▶ INSTRUCTION 1:
Repeat the fact-checking unit overview word for word, starting with "Knowledge Constructor - Students" and going on through "claims and sources?".
▶ INSTRUCTION 2:
From the fact-checking unit overview, list the four steps that make up the SIFT model.
▶ INSTRUCTION 3:
Resume the fact-checking unit overview, picking up after its final sentence.

▶ PAGE TEXT:
--*--

The information revolution of the 21st century is as significant and transformative as the industrial revolution of the 19th century. In this unit, students – and by proxy their families – will learn about the challenges of our current information landscape and how to navigate them.

This unit is split into four modules. These modules can be done sequentially or stand on their own, depending on students’ needs and teachers’ timeframes. The modules culminate in a Digital Survival Skills Workshop hosted by students where they teach these skills to their community. If you plan to complete the culminating project, we suggest introducing it briefly at the beginning of Module 1 so students know what the end goal is. See Module 4 for introduction materials.

In this module (3 of 4), students learn fact-checking skills using the SIFT model (Stop, Investigate, Find better coverage, Trace claims to their original source) that they can employ to verify questionable information and sources online. 

WA Educational Technology Learning Standards

Digital Citizen - Students recognize the rights, responsibilities and opportunities of living, learning and working in an interconnected digital world, and they act and model in ways that are safe, legal and ethical.

Knowledge Constructor - Students critically curate a variety of resources using digital tools to construct knowledge, produce creative artifacts and make meaningful learning experiences for themselves and others.

Enduring Understandings

The best way to know whether to trust a source or claim is to investigate what other trustworthy sources say about it. This investigation can often be done quickly – in less than a minute – with a few key strategies. 

Supporting Questions

  1. How do you know if a source is trustworthy or not?
  2. What makes an online claim worthy of investigation?
  3. What are the most efficient methods for fact-checking questionable claims and sources?

Learning Targets

Students will be able to…

  • Determine whether sources are trustworthy or not
  • Use trustworthy sources to verify questionable information online
  • Trace online claims to their original source
  • Explain how to use Wikipedia as a fact-checking tool

Tasks

  1. Investigate the source
  2. Using Wikipedia
  3. Find better coverage
  4. Trace claims and media back to their original context 
  5. Show your fact-checking skills

 

Task 1: Investigate the Source

*If you have skipped Module 1: My Media Environment, we highly recommend that students complete the My Media Environment assignment from that module. This will give you a greater understanding of what media your students are consuming and allow you to tailor these lessons to them and engage in richer conversations around evaluating information.

--*--

▶ EXTRACTED INFORMATION:

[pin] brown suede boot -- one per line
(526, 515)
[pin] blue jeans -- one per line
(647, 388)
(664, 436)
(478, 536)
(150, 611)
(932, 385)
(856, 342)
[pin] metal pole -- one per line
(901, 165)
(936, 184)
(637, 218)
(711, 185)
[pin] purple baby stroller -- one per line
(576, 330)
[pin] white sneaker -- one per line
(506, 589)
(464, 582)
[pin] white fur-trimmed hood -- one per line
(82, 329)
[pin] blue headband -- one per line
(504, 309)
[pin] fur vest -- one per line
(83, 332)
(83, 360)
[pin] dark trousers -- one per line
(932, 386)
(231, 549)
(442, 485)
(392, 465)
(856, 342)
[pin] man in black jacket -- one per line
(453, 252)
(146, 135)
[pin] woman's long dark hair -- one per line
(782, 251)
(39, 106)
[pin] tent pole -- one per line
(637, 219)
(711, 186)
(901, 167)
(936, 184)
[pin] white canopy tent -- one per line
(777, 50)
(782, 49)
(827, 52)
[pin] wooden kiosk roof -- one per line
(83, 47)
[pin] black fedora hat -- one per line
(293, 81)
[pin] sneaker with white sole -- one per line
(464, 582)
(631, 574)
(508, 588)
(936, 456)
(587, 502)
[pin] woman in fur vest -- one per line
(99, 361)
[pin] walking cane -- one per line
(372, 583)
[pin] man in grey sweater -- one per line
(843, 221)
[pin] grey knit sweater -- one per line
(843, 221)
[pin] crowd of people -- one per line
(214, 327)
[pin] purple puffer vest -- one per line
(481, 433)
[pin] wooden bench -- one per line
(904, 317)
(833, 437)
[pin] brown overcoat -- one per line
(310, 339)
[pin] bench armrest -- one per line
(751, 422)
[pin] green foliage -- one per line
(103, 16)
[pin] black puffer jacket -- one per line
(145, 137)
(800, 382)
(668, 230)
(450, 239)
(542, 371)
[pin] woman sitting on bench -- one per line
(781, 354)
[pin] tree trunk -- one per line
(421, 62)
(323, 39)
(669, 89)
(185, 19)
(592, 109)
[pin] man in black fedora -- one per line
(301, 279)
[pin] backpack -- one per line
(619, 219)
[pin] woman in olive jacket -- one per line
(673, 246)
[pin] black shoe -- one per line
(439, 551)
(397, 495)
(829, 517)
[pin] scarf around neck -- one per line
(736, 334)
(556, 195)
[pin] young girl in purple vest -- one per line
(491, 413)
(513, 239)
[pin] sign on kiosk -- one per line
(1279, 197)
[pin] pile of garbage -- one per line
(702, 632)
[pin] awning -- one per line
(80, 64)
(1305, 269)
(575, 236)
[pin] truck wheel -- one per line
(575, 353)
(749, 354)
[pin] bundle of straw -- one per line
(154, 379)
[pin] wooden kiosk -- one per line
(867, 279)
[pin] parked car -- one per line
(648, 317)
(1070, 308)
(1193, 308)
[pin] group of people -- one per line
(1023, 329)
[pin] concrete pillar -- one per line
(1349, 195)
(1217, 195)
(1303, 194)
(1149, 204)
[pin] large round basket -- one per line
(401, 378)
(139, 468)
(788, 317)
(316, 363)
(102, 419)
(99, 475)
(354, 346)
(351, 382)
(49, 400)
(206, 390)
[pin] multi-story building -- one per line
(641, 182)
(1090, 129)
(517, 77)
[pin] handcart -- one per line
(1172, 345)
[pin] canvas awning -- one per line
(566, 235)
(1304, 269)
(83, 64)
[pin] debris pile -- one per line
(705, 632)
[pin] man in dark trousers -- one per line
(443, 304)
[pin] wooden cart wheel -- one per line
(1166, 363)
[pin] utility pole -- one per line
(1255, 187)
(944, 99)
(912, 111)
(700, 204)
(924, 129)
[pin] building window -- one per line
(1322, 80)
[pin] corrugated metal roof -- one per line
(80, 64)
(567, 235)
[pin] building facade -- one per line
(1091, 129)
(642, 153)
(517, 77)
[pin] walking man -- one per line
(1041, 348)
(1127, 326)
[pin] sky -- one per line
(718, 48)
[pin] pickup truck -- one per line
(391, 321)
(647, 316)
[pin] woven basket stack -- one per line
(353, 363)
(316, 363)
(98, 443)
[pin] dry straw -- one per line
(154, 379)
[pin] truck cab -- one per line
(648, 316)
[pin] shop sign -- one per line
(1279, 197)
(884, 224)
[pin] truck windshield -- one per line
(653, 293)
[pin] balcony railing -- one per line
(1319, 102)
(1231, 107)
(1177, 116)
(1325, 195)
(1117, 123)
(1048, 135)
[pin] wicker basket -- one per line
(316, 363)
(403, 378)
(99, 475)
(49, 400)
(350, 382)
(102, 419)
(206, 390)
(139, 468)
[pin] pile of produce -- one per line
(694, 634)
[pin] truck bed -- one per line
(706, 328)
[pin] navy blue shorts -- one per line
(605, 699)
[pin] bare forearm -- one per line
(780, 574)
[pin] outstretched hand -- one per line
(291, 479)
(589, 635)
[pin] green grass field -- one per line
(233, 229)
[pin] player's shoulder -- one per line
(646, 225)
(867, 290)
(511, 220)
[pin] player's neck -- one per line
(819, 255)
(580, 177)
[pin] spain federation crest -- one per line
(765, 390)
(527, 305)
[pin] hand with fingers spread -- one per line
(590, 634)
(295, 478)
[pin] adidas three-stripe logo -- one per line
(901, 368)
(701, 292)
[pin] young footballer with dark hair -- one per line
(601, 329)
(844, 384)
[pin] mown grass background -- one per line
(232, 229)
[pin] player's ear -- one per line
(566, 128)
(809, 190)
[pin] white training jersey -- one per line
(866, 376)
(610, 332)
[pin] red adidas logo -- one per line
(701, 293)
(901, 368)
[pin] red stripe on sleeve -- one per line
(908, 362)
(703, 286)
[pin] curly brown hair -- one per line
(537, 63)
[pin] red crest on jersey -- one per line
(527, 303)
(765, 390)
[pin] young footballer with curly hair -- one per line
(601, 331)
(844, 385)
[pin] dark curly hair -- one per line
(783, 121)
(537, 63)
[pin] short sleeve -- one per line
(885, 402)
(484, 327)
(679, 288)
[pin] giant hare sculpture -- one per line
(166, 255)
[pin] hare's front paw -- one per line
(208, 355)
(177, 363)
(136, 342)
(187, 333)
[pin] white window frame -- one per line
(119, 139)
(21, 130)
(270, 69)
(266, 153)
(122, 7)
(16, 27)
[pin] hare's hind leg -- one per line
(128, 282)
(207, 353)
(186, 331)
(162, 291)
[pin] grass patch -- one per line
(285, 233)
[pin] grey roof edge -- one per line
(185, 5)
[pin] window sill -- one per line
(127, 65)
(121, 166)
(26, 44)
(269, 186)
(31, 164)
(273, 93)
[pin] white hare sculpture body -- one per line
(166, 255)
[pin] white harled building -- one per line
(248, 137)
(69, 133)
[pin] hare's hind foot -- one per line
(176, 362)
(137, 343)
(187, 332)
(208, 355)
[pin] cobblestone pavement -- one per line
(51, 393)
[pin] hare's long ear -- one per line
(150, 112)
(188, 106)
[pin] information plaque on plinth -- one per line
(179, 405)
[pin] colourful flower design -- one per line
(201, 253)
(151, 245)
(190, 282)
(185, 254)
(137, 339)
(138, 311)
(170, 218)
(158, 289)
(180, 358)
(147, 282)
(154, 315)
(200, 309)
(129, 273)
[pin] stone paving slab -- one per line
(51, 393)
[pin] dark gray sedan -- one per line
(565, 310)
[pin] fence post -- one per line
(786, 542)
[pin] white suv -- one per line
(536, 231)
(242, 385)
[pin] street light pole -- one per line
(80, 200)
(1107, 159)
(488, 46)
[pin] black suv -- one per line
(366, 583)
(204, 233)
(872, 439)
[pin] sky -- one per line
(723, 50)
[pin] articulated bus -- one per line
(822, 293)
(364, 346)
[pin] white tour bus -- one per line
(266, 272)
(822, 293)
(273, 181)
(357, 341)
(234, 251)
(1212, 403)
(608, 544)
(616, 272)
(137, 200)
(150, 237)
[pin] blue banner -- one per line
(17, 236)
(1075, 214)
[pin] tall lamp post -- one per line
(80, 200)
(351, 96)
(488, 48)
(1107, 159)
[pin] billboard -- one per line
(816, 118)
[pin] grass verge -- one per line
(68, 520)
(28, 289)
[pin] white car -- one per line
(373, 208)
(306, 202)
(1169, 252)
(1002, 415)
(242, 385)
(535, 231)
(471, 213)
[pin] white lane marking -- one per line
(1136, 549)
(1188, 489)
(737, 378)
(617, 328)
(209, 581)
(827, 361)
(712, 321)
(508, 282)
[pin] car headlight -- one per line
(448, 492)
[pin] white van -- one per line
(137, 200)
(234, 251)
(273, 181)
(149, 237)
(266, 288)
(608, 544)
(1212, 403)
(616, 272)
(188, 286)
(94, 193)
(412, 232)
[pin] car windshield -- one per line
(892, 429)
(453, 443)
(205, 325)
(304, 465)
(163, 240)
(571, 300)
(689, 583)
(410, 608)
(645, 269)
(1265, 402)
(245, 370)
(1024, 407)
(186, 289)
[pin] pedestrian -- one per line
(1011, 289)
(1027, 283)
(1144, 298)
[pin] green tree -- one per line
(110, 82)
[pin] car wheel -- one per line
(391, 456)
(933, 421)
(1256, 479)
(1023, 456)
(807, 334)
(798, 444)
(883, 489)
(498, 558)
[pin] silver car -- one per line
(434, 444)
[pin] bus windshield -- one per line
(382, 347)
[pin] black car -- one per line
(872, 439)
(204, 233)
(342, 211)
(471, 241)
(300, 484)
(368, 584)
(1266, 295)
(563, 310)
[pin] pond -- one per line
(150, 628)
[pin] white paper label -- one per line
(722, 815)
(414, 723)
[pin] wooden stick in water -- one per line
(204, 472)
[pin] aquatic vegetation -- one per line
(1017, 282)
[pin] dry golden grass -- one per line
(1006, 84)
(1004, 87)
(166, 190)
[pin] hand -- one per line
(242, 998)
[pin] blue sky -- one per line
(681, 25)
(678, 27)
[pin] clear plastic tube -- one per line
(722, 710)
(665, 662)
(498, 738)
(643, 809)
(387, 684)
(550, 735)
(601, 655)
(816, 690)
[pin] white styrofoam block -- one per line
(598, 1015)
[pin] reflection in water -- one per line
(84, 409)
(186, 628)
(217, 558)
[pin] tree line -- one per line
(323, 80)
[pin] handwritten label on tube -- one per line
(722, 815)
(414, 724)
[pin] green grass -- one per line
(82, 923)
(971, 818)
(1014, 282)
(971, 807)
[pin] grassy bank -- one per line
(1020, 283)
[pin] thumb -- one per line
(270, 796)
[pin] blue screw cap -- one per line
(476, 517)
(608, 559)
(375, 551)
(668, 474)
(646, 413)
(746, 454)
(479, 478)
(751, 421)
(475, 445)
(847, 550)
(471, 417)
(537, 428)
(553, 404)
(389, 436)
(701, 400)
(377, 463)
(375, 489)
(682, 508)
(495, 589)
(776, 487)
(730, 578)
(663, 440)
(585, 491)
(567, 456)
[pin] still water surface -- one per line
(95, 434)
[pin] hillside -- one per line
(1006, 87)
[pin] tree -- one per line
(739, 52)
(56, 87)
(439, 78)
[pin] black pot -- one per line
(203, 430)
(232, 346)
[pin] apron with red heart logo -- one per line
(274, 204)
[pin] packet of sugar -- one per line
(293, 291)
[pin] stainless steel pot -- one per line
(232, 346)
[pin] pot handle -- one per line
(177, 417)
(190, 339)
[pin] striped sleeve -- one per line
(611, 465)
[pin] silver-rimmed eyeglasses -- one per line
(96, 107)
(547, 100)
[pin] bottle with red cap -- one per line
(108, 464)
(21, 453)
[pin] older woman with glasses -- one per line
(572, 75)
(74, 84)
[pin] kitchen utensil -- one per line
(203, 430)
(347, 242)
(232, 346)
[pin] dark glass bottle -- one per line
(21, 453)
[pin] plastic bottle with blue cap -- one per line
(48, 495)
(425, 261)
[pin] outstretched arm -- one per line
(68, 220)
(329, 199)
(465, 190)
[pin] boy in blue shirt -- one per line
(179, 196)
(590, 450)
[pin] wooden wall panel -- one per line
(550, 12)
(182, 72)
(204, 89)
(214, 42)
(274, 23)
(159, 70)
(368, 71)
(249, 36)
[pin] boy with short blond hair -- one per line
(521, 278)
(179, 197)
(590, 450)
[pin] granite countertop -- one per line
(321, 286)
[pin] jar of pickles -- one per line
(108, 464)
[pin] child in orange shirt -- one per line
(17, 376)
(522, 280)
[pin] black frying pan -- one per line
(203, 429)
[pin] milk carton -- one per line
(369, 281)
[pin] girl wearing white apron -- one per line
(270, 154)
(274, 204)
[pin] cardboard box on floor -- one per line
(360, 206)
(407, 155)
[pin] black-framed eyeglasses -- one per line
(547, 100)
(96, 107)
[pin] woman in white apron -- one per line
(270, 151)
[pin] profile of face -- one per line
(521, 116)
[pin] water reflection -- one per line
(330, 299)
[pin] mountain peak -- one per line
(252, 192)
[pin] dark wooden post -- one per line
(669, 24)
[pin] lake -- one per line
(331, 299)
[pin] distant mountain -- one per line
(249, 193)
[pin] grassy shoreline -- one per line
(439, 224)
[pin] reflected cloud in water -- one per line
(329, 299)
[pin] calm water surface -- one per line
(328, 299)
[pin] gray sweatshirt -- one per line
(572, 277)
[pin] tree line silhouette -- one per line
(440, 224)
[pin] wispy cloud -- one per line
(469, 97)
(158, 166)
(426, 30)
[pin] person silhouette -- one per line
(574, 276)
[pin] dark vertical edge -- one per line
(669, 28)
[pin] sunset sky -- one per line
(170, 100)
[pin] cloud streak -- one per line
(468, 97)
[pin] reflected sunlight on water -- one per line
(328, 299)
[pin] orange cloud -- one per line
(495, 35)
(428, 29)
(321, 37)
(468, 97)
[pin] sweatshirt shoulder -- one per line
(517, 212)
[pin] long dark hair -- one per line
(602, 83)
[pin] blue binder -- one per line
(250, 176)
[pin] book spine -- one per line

--*--

▶ OUTPUT 1:
Knowledge Constructor - Students critically curate a variety of resources using digital tools to construct knowledge, produce creative artifacts and make meaningful learning experiences for themselves and others.

Enduring Understandings

The best way to know whether to trust a source or claim is to investigate what other trustworthy sources say about it. This investigation can often be done quickly – in less than a minute – with a few key strategies. 

Supporting Questions

  1. How do you know if a source is trustworthy or not?
  2. What makes an online claim worthy of investigation?
  3. What are the most efficient methods for fact-checking questionable claims and sources?

▶ OUTPUT 2:
- Stop
- Investigate
- Find better coverage
- Trace claims to their original source

▶ OUTPUT 3:
Students learn strategies to investigate unfamiliar sources.

Materials: Student Handout | List of Sources

*Note: All videos in this task are from the online course Ctrl+F from CIVIX featuring Mike Caulfield and Jane Lytvynenko. In some classrooms, it may be a good fit for students to work through this full course online. The full course takes an hour to an hour and a half to complete.

1. Students write on the Student Handout and/or turn and talk about the following question, then share out responses. The teacher or a student may want to track responses on the board or in a collaborative document to compare them with the strategies students will learn in this lesson.

  • What do you do when you want to figure out if a specific website is a credible source?

2. Teacher introduces SIFT, a fact-checking process developed by Mike Caulfield, digital literacy expert and Director of Blended and Networked Learning at Washington State University Vancouver:

  • Stop
  • Investigate the Source
  • Find Trusted Coverage
  • Trace Claims, Quotes, and Media back to their original context

3. Teacher prompts students to use their knowledge of confirmation bias and recommendation algorithms to respond on the Student Handout about why the first step – STOP before liking or sharing information online, especially if you have a strong emotional response to it – is important.

4. Students watch the videos "Investigate the Source" (1:34) and "Just Add Wikipedia" (3:54)  to learn about the second step in the process and record what did and did not suprise them. The first video likely aligns with what they've been previously taught about evaluating information - always check the source. The second video may contradict what they've been told by teachers in the past about Wikipedia. Students share out repsonses. If students are skeptical of using Wikipedia, tell them you'll be discussing how to use Wikipedia in the next lesson.

5. Students try out the strategy "Just Add Wikipedia" to investigate the reputations of David Icke and christiansciencemonitor.com, then share out responses.

6. Students learn another strategy for investigating the repuation of a source: a -site: search. This search returns results for all the websites talking about the site in question while removing any results from the site itself. Teacher demonstrates a -site: search with the Natural News example above [Google: naturalnews.com -site:naturalnews.com] Point out that -site: searches don't remove the website's social media accounts from the search results, but that these should be skipped (because we want to know what others say about the source, not what the source says about itself). 

7. Students try out the -site: search with two new examples – baltimoregazette.com and babylonbee.com – and share out responses. Note: The Babylon Bee is satire. If students are unfamiliar with satire, this is a good time to define it.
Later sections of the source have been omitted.